[START DATASET]

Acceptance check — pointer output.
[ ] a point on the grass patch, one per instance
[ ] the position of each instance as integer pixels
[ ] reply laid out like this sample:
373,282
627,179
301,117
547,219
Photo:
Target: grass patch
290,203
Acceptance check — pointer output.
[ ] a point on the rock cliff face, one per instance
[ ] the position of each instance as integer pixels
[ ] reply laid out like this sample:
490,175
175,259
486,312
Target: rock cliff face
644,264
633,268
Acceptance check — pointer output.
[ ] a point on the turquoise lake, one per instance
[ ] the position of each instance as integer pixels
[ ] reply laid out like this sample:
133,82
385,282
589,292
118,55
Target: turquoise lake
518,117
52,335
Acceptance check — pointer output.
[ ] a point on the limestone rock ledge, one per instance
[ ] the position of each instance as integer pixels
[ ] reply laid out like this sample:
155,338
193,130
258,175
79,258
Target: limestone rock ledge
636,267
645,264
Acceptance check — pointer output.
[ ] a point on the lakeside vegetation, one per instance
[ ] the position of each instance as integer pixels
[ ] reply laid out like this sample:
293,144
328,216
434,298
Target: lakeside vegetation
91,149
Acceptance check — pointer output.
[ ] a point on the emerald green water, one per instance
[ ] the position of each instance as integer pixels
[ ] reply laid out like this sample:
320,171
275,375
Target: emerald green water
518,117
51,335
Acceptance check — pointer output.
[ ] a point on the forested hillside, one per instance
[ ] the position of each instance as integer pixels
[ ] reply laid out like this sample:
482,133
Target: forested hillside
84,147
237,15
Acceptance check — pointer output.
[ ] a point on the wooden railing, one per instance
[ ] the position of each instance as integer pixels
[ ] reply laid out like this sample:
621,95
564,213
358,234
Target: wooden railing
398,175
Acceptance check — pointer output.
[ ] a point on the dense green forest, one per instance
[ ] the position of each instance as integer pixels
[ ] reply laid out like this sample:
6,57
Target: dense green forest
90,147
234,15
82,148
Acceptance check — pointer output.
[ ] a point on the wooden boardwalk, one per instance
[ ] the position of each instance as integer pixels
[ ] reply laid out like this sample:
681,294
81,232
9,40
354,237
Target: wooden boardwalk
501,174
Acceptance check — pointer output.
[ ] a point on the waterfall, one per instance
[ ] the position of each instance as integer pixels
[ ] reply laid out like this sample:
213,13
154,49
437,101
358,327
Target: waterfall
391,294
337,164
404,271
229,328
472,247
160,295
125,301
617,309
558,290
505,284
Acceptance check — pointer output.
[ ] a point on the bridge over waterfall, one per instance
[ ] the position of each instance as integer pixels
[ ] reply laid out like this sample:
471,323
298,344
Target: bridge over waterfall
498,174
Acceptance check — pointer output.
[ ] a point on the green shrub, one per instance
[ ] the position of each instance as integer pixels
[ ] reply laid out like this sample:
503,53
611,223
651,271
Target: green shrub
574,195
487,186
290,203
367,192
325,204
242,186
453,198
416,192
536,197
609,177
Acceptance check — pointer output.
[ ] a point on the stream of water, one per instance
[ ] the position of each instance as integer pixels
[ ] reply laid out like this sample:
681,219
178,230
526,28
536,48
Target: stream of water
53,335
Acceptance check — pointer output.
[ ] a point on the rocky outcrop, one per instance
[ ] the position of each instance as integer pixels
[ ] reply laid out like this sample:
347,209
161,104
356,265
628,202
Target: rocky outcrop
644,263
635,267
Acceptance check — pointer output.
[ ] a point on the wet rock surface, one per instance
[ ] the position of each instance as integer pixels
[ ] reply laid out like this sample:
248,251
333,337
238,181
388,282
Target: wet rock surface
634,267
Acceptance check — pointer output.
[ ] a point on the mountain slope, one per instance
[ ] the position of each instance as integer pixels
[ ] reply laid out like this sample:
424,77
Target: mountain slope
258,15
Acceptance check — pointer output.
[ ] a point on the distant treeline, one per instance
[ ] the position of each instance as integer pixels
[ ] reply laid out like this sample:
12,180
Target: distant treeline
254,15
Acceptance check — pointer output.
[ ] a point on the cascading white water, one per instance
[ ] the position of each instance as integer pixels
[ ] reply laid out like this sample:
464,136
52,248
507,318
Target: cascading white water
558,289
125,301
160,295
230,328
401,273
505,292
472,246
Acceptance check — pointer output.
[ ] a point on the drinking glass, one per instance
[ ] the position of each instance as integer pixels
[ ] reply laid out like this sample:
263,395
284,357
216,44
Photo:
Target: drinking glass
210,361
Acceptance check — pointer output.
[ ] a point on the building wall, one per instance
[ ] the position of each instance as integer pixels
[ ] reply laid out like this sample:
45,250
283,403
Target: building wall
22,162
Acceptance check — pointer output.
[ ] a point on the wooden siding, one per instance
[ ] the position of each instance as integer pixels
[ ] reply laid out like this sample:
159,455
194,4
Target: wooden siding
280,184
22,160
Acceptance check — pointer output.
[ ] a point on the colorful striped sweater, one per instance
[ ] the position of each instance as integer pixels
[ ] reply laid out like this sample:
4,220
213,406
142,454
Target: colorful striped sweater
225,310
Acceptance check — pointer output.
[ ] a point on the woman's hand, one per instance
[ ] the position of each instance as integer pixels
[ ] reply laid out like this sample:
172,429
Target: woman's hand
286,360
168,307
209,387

[END DATASET]

EXERCISE PROMPT>
The entries above must be returned in full, exactly as shown.

WRITTEN RESPONSE>
Acceptance check — pointer output.
[ ] a point on the grass patch, one per instance
[ ] the position of each instance as integer pixels
[ ] reply laid out like this sample:
373,282
627,179
301,117
547,219
Photo:
Target: grass patch
290,203
Acceptance check — pointer output.
[ ] a point on the rock cliff face, one per instance
[ ] the position of each instance as integer pixels
[ ] reply laid out like this sample:
490,175
175,259
486,312
Target: rock cliff face
644,264
633,268
Acceptance check — pointer output.
[ ] a point on the turquoise lake, one per instance
[ ] the position of each instance as integer pixels
[ ] reply laid out like this sample:
133,82
385,282
589,292
118,55
Target: turquoise lake
518,117
52,335
Acceptance check — pointer output.
[ ] a point on the limestone rock ledge, one per instance
[ ] the position of each instance as integer pixels
[ ] reply laid out like this sample:
155,338
193,130
258,175
79,258
Target: limestone rock ledge
636,267
645,264
Acceptance check — pointer output.
[ ] a point on the lakeside vegetation, one per instance
[ ] the position of each instance as integer pixels
[ ] reply laid out like this sample:
293,144
328,216
434,298
Target: lakeside vegetation
91,149
Acceptance check — pointer output.
[ ] a point on the emerald green water, one per instance
[ ] the position of each instance as integer pixels
[ ] reply laid out like this sample:
320,171
275,375
Target: emerald green water
518,117
51,335
Acceptance check — pointer output.
[ ] a point on the forested hillside, one per instance
[ ] the position of each instance as integer pixels
[ ] reply laid out like this sample:
482,133
Target: forested hillside
84,147
237,15
Acceptance check — pointer output.
[ ] a point on the wooden railing, one per instance
[ ] the position of each instance as integer pixels
[ ] reply laid out like this sample:
621,95
564,213
358,234
Target: wooden railing
398,175
Acceptance check — pointer output.
[ ] a point on the dense green forest, one per instance
[ ] the position of each instance as integer pixels
[ ] reply laid out like this sample:
6,57
Target: dense green forest
90,147
234,15
82,148
Acceptance check — pointer output.
[ ] a point on the wooden boardwalk, one per instance
[ ] the position of each instance as integer pixels
[ ] reply laid out like this sample:
681,294
81,232
9,40
354,237
Target: wooden boardwalk
501,174
Acceptance check — pointer output.
[ ] a point on the waterfall, one per instance
[ ] the position of each instance as integer pixels
[ ] reply laid out like this sample:
213,13
154,49
437,101
358,327
Target: waterfall
391,294
337,164
404,271
229,328
472,247
160,295
125,301
617,309
558,290
505,284
Acceptance check — pointer output.
[ ] a point on the bridge over waterfall, one per instance
[ ] the position of each instance as integer pixels
[ ] reply laid out like this sample:
471,323
298,344
Target: bridge over waterfall
498,174
Acceptance check — pointer output.
[ ] a point on the green shrub, one per instance
[ ] the position of each instance as integer pixels
[ ] reply laid out like this sample:
503,53
611,223
651,271
Target: green shrub
574,195
487,186
290,203
367,192
325,204
242,186
453,198
416,192
536,197
609,177
Acceptance check — pointer output.
[ ] a point on the stream of water, one per instance
[ ] the position of each instance as integer pixels
[ ] reply laid out like this sample:
681,219
178,230
526,28
536,48
Target: stream of water
53,335
Acceptance check — pointer output.
[ ] a point on the rocky outcrop, one per instance
[ ] the position of each instance as integer pixels
[ ] reply laid out like this sample:
347,209
161,104
356,265
628,202
Target: rocky outcrop
644,263
635,267
Acceptance check — pointer output.
[ ] a point on the wet rock surface, one per instance
[ ] the position of each instance as integer pixels
[ ] reply laid out like this sample:
248,251
333,337
238,181
388,282
Target: wet rock surface
634,267
Acceptance check — pointer output.
[ ] a point on the mountain slope, one per instance
[ ] the position of each instance as integer pixels
[ ] reply laid out like this sample:
424,77
Target: mountain slope
258,15
Acceptance check — pointer output.
[ ] a point on the distant treeline, one per instance
[ ] the position of each instance as integer pixels
[ ] reply laid out like this sample:
12,180
Target: distant treeline
254,15
Acceptance check — pointer output.
[ ] a point on the cascading white water, one per instance
[ ] the position of each instance as integer pixels
[ ] reply laid out like this sample:
464,136
52,248
507,318
Target: cascading white water
558,289
125,301
160,295
230,328
401,273
505,292
472,246
Acceptance check — pointer output.
[ ] a point on the drinking glass, one per instance
[ ] the position of each instance as integer pixels
[ ] reply laid out like this sample:
263,395
284,357
216,44
Photo:
Target: drinking glass
210,361
Acceptance check — pointer output.
[ ] a point on the building wall, one per instance
[ ] the position of each instance as integer pixels
[ ] reply laid out like this sample:
45,250
283,403
Target: building wall
22,162
Acceptance check — pointer output.
[ ] a point on the wooden siding, one per instance
[ ] the position of each instance as integer pixels
[ ] reply laid out like this sample:
159,455
194,4
Target: wooden siding
280,184
22,160
Acceptance check — pointer output.
[ ] a point on the colorful striped sweater, one per instance
[ ] the position of each instance as integer pixels
[ ] reply laid out like this sample:
4,220
213,406
142,454
Target: colorful striped sweater
225,310
Acceptance check — pointer output.
[ ] a point on the woman's hand, one per instance
[ ] the position of each instance as integer pixels
[ ] reply laid out like this sample:
172,429
Target: woman's hand
286,360
168,307
209,387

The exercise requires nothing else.